*** Opening of Input data ***

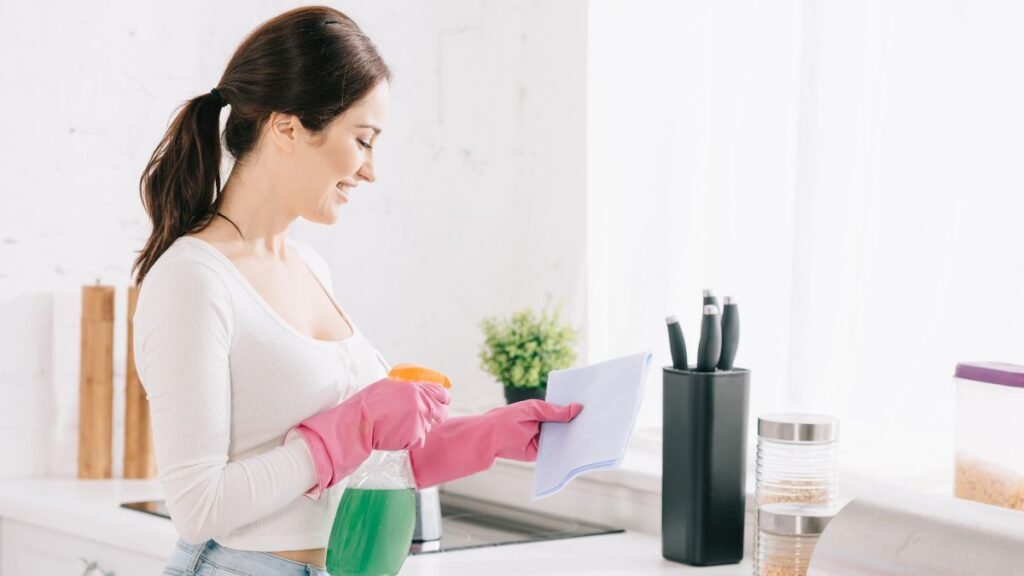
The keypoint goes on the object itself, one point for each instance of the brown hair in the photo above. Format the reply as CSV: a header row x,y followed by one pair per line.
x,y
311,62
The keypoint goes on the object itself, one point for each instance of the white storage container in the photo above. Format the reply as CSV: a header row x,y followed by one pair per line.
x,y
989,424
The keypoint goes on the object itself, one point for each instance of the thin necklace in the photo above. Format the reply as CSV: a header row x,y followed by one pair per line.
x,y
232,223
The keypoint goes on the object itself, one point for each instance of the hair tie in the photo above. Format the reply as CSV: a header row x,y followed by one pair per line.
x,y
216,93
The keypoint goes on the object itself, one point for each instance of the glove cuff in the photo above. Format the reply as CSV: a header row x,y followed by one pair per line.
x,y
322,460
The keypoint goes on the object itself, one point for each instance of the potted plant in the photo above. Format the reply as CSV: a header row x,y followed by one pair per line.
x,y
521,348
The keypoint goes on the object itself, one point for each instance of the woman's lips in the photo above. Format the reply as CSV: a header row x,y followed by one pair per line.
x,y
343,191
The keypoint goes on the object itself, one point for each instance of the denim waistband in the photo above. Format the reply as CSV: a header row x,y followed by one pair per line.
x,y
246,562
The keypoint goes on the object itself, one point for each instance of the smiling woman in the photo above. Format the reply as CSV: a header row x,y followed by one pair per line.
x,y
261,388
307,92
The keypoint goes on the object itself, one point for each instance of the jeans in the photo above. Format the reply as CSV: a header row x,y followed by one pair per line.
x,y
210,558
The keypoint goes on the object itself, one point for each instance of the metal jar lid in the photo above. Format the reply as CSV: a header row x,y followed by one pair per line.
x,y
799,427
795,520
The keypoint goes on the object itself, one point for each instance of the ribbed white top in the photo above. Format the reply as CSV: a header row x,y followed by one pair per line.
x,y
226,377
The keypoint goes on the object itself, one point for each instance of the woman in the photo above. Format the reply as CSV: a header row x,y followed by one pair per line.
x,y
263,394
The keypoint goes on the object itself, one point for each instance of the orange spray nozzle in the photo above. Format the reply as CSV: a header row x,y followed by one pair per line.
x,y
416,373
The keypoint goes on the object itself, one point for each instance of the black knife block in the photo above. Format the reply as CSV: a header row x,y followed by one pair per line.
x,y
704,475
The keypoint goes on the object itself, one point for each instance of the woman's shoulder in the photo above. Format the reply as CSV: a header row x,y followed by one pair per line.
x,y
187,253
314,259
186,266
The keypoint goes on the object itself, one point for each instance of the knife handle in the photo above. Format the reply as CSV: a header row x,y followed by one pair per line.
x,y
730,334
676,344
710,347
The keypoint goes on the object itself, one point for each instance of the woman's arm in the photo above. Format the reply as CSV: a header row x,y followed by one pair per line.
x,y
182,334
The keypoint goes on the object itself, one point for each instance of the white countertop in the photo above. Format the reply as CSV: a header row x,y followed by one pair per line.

*** Close of Input data ***

Task directions: Word-for-word copy, no pictures: write out the entries above in full.

Answer space:
The keypoint goes on the object itself, one point for each instance of the brown hair in the photo above. Format the reply as CSV: a header row x,y followed by one pair per line.
x,y
311,62
The keypoint goes on the object itself, one point for each instance of the white storage container in the photo above. Format the reply as CSV: a header row x,y followed by one pair per line.
x,y
989,424
The keypoint goes on the object itself, one point for each instance of the thin necklace in the photo above. Format the reply as CSV: a header row x,y followed by one pair per line.
x,y
232,223
The keypoint goes on the object itself, one point for each instance of the hair tie in the photo above. Format the reply as CSV: a header row x,y followed by one pair per line.
x,y
216,93
The keypoint goes on the object itself, one point for each instance of the glove cuff in the photo above. Format the reply as CSV: a header row x,y followed by one pair per line.
x,y
322,460
The keypoint goes on the object itself, one point for each instance of the potted plant in the photo above. Format the reply as CSV: a header row x,y followed by one pair per line.
x,y
521,348
The keypoint goes on the object itself, one point for each instance of the woman's lips in the photo above. Format the reply as CSV: a header row x,y followed by one pair per line.
x,y
343,191
The keypoint goes on the object itself, one point for each instance of the denim waistband in the photo above. Format the reply as CSV: a header row x,y followed by one pair per line.
x,y
246,562
The keypoint goes on the object itself, one point for each instance of the smiling woman in the photo above. Format the reply as CSV: a header row x,y followed by one pair per line.
x,y
261,388
307,92
The keypoint goes on the object itself, one point for each instance of the jeans in the photo above. Format the reply as CSV: a header row x,y followed by one pair per line.
x,y
210,558
The keypoint goes on the object itself, one point for each instance of the metal jar lid in the photo above. Format the reply as CSV: a header row x,y followed by one pair per line.
x,y
799,427
795,520
The keypoint goes on the object itself, one point for each instance of the ribbed white top in the photo above. Format the reply as CSV: a header row x,y followed by one pair per line.
x,y
226,377
The keypoint goes on the object itself, one point for each instance of the woman in the photo above. Format the reply as CSV: a header row x,y followed by one pair per line.
x,y
263,394
The keypoint goes on the object itself, one point for each instance of the orange spray nozzle in the photo above. Format the reply as CSV: a header row x,y followed by one pair per line.
x,y
416,373
The keypoint goes on the object itself, one point for each instance of the black knife block in the photo above. Format the reply as CSV: a header row x,y followed by one pair per line.
x,y
704,475
The keypoint goes on the object itself, one point for each instance of the woman's shoulder in the photo above. Format the reply as CSV: a header row x,y followed by one pair per line.
x,y
187,253
314,259
186,266
The keypoint goes on the object itself, one point for each instance of the knife handle in the photo above. Format the reply as CSV: a header row x,y followed by one pair per line.
x,y
730,334
676,344
710,347
The keypoint goes on the object itself, one point for each instance of the woman's arm in the photo above. Format the reply as CSV: a header row x,y followed by one pair per line.
x,y
182,334
The keypoint goes on the object itself, one point for each instance of the white countertop in the photo above. Format the reply as CSV: a header row x,y followed by one pair per line.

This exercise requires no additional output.